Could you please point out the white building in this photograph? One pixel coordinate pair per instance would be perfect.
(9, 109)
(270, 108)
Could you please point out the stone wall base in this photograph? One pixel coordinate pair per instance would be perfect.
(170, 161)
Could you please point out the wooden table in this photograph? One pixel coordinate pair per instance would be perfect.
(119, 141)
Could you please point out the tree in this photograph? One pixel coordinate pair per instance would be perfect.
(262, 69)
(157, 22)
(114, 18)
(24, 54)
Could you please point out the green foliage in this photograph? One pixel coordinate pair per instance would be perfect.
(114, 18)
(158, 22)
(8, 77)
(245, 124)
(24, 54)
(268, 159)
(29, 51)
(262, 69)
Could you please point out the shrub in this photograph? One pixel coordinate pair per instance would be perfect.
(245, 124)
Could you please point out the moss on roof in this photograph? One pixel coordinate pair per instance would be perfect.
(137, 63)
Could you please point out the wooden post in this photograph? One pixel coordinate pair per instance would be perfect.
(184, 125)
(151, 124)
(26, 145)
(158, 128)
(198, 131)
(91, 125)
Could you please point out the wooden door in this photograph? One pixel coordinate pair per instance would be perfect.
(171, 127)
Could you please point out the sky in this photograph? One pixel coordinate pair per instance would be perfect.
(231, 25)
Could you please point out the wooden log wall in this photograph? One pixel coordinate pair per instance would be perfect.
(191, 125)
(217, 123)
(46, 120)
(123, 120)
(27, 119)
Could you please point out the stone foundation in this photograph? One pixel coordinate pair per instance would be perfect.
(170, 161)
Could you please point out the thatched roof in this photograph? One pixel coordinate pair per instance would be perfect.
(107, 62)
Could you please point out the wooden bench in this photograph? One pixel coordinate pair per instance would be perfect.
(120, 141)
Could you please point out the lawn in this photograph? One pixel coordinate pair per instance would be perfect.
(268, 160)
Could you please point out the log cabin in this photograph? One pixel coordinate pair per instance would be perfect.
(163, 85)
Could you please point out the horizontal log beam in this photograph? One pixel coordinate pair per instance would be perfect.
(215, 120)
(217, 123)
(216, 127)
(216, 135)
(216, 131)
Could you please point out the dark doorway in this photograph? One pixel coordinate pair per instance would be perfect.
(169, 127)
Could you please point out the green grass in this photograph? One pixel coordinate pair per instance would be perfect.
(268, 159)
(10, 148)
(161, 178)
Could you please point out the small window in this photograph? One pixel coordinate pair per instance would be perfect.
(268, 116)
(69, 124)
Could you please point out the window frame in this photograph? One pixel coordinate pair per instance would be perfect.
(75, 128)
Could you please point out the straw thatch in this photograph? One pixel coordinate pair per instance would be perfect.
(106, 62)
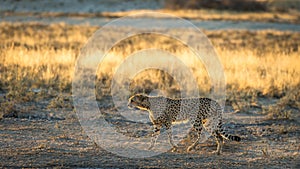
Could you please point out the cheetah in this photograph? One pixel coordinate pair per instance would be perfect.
(163, 112)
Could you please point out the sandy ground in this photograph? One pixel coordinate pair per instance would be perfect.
(47, 137)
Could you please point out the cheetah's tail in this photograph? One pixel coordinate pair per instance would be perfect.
(225, 135)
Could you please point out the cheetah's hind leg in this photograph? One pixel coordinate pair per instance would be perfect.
(154, 137)
(219, 140)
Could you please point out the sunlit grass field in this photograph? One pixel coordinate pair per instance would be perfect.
(36, 57)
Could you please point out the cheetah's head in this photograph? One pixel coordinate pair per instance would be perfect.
(139, 101)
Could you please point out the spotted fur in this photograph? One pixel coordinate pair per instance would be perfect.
(203, 113)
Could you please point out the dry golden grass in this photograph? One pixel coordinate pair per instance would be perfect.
(40, 56)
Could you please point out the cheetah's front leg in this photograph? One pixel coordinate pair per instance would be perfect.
(156, 132)
(170, 136)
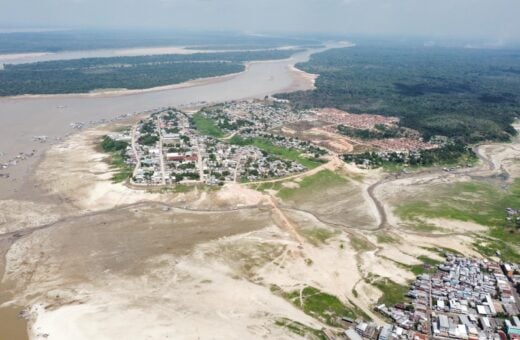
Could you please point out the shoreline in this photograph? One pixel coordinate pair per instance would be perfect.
(127, 92)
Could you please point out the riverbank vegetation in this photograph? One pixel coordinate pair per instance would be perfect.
(476, 202)
(116, 149)
(141, 72)
(468, 95)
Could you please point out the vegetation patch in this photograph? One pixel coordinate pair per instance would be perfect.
(493, 248)
(322, 306)
(317, 236)
(207, 126)
(311, 185)
(360, 244)
(301, 329)
(393, 293)
(117, 149)
(477, 202)
(467, 95)
(268, 147)
(132, 72)
(383, 237)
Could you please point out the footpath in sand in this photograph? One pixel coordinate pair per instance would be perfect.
(204, 263)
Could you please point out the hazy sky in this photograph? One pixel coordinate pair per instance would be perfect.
(494, 19)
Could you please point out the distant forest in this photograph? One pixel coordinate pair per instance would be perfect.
(467, 94)
(57, 41)
(85, 75)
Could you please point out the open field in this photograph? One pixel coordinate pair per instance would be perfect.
(199, 262)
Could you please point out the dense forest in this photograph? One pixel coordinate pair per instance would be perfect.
(57, 41)
(85, 75)
(466, 94)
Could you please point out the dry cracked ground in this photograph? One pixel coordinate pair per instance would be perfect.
(86, 258)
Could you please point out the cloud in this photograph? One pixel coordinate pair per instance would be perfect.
(483, 18)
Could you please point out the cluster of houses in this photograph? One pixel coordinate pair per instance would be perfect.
(254, 115)
(166, 150)
(464, 299)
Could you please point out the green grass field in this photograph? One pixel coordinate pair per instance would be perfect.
(123, 170)
(301, 329)
(207, 126)
(311, 185)
(477, 202)
(322, 306)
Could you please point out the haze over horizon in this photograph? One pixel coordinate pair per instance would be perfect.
(492, 20)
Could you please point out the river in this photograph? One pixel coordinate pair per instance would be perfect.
(23, 117)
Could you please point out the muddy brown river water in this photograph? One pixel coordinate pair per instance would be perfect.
(23, 117)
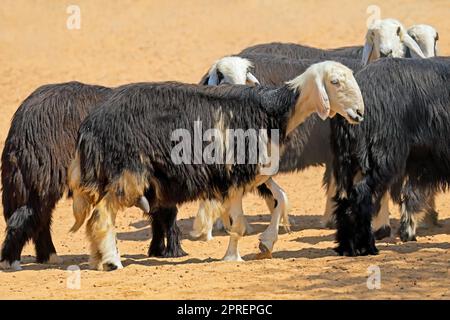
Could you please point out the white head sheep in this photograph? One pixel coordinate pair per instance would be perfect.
(233, 70)
(426, 37)
(388, 38)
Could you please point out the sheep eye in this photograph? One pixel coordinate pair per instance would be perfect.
(220, 76)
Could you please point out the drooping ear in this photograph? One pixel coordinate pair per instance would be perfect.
(213, 79)
(367, 51)
(252, 79)
(321, 98)
(412, 45)
(204, 80)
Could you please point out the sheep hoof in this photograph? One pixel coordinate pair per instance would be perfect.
(110, 266)
(265, 252)
(353, 249)
(143, 204)
(431, 220)
(406, 233)
(235, 258)
(383, 232)
(330, 224)
(54, 259)
(14, 266)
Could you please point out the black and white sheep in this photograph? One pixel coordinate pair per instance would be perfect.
(38, 150)
(124, 149)
(400, 147)
(308, 145)
(384, 38)
(426, 37)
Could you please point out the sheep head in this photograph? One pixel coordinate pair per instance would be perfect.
(426, 37)
(388, 38)
(327, 88)
(231, 70)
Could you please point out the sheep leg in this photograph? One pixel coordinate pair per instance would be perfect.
(45, 249)
(20, 227)
(101, 233)
(173, 234)
(353, 218)
(432, 216)
(236, 213)
(413, 206)
(157, 245)
(328, 220)
(203, 223)
(381, 223)
(268, 238)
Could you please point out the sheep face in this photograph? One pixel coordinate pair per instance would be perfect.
(231, 70)
(343, 92)
(327, 88)
(388, 38)
(426, 37)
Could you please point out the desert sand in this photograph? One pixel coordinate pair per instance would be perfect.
(130, 41)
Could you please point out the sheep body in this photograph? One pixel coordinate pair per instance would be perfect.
(398, 148)
(38, 150)
(123, 150)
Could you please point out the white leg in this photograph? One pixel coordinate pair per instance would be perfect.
(328, 218)
(270, 202)
(55, 259)
(203, 223)
(238, 226)
(100, 230)
(268, 238)
(15, 265)
(382, 218)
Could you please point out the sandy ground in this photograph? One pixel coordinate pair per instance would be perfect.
(128, 41)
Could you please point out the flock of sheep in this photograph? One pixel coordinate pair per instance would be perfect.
(376, 124)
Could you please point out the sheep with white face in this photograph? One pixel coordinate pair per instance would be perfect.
(426, 37)
(388, 38)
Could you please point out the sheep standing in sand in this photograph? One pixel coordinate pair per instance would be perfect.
(124, 147)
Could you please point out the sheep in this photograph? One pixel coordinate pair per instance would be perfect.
(308, 145)
(384, 38)
(426, 37)
(398, 148)
(123, 147)
(388, 38)
(38, 150)
(298, 51)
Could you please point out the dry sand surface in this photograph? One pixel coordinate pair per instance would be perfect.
(130, 41)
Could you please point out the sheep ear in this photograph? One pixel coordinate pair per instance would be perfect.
(252, 79)
(412, 45)
(367, 51)
(213, 79)
(322, 101)
(205, 80)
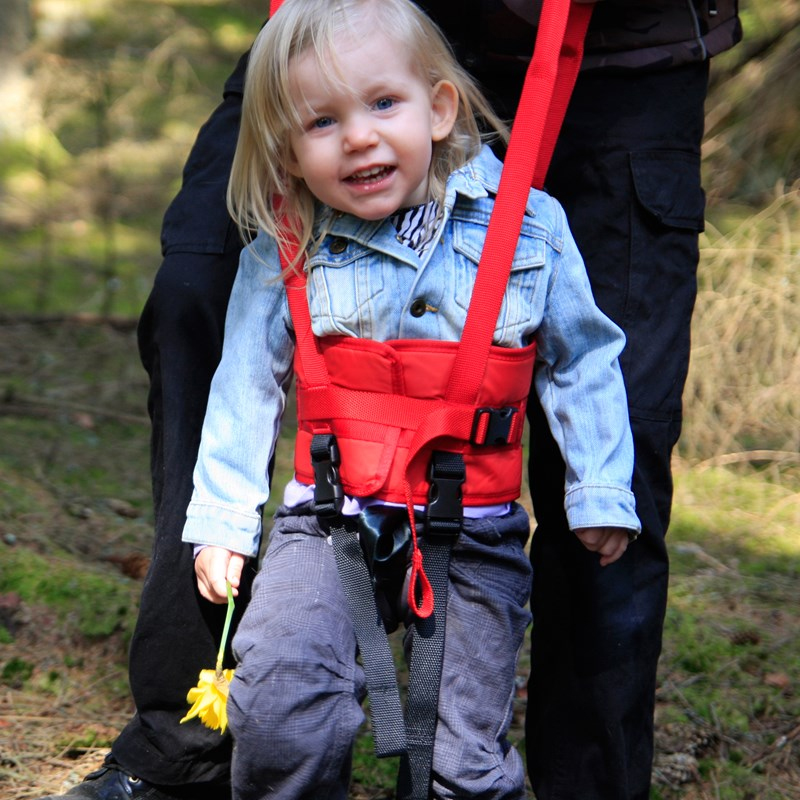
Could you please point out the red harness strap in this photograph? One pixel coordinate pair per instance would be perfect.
(548, 84)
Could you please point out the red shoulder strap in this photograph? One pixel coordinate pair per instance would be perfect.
(548, 85)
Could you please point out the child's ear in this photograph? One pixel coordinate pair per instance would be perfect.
(444, 109)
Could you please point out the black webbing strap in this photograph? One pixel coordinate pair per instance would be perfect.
(442, 527)
(388, 728)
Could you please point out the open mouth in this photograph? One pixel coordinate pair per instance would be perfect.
(371, 175)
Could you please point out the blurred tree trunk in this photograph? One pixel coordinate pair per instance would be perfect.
(16, 111)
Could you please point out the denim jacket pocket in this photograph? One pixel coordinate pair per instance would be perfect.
(526, 270)
(667, 184)
(346, 280)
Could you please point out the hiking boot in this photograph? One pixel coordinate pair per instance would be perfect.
(111, 782)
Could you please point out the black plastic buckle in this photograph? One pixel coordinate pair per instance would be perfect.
(498, 428)
(445, 510)
(325, 459)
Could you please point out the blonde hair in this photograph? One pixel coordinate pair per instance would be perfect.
(258, 174)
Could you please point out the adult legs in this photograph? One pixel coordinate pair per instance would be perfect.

WRITTEN EXERCISE
Reproduce, line for line and without alteration, the entries from the line containing "Could you please point out the denim" through the end of the entries.

FINISHED EXERCISE
Could you please point out the denim jacket pocket in this photograph? One pixel coordinate pair per instance would be perfect.
(526, 270)
(667, 184)
(346, 280)
Could you please point out the hiking boot in this photograph? One pixel coordinate pair per instance would be perfect.
(111, 782)
Could you please point out the black plastic buckle in this photograph? One pixel coordinate pair per instance would be perfect.
(498, 428)
(445, 510)
(325, 459)
Could you please point out the blonde hair in this photograph? One pixel coordinate pair per instance would be perfect.
(258, 174)
Could you please point out the adult legs in this photograph? One pixel coordinate pair per instance would be perfect.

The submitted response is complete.